▸ ИСХОДНЫЙ ТЕКСТ
+--

Причины нигилизма: 1) нет высшего вида человека, то есть того, неисчерпаемая плодотворность и мощь которого поддерживала в человечестве веру в человека. (Достаточно припомнить, чем мы обязаны Наполеону: почти всеми высшими надеждами этого столетия.)
2) Низший вид («стадо», «масса», «общество») разучился быть скромным и раздувает свои потребности до размеров космических и метафизических ценностей. Этим вся жизнь вульгаризируется: поскольку властвует именно масса, она тиранизирует исключения, так что эти последние теряют веру в себя и становятся нигилистами.
Все попытки измыслить более высокие типы потерпели неудачу («романтика»; художник, философ; и это несмотря на попытки Карлейля[12] придать им высшие моральные ценности).
Противоборство высшим типам как результат.
Падение и ненадежность всех высших типов. Борьба против гения («народная поэзия» и т. д.). Сострадание к низшим и страждущим как масштаб величия души.
Нет философа, толкователя дела, не только излагателя его в другой форме.

+--

Записи коллекции
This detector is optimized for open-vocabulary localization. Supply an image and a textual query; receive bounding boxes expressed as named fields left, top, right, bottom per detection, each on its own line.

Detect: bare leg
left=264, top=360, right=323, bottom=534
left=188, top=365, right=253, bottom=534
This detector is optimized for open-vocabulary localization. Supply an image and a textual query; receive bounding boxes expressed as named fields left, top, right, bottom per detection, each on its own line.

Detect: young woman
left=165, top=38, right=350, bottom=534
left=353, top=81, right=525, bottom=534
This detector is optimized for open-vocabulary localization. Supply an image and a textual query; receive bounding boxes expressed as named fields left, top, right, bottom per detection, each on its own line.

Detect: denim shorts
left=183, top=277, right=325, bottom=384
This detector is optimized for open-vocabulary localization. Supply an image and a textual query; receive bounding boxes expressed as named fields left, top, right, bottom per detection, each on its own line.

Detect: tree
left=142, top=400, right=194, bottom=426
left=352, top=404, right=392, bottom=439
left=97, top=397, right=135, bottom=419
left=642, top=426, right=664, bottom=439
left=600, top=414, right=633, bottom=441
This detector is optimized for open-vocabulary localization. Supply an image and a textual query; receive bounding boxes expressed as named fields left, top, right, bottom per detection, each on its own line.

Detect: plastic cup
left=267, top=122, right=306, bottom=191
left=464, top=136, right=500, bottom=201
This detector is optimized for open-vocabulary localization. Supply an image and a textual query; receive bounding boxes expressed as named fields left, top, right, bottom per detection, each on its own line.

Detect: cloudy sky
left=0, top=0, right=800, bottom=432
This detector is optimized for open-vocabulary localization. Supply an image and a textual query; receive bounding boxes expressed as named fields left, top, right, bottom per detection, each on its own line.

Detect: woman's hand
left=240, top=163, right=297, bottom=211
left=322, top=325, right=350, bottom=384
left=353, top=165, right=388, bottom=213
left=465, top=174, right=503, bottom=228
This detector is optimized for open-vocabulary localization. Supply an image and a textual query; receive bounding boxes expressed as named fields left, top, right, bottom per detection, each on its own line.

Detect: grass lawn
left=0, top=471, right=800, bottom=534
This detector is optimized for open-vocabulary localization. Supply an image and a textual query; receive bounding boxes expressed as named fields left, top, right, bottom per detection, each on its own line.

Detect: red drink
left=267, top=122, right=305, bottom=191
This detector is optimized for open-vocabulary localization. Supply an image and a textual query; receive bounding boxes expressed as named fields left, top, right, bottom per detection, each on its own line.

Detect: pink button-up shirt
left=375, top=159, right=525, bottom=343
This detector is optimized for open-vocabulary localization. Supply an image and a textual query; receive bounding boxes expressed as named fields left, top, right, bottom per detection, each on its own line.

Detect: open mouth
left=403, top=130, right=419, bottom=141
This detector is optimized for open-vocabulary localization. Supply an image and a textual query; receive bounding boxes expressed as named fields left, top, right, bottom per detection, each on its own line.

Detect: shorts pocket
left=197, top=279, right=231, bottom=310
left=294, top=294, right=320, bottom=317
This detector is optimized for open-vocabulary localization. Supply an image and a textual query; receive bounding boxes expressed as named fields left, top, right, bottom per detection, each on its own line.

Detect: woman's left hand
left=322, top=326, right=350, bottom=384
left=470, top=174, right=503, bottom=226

+--

▸ ИНСТРУКЦИИ К УПРАЖНЕНИЮ
A - Чем, согласно фрагменту о причинах нигилизма, мы обязаны Наполеону?
B - Продолжите фрагмент о причинах нигилизма с того места, где он заканчивается.

▸ ОТВЕТЫ К ЗАДАНИЯМ
A - Почти всеми высшими надеждами этого столетия.

B -
Неполный нигилизм, его формы: мы живем среди них.
Попытки избегнуть нигилизма, не переоценивая бывших до сего времени в ходу ценностей; они приводят к обратному результату, обостряют проблему.
Способы одурманивать себя. В глубине сердца не знать, где исход? Пустота. Попытка преодолеть это состояние опьянением: опьянение как музыка, опьянение как жестокость в трагическом самоуслаждении гибелью благороднейшего, опьянение как слепое и мечтательное увлечение отдельными личностями и эпохами (как ненависть и т. д.). Попытка работать, не задумываясь, как орудие науки; уметь находить себе ряд маленьких наслаждений, между прочим и в деле познания (скромность по отношению к самому себе); отказ от обобщений, относящихся к самому себе, возвышающийся до некоторого пафоса; мистика, сладострастное наслаждение вечной пустотой; искусство «ради него самого» («le fait»)[13], «чистое познание» как наркотики против отвращения к самому себе; кое-какая постоянная работа, какой-нибудь маленький глупый фанатизм; все средства вперемежку, болезнь, вызванная общей неумеренностью (распутство убивает удовольствие).
1) Слабость воли как результат.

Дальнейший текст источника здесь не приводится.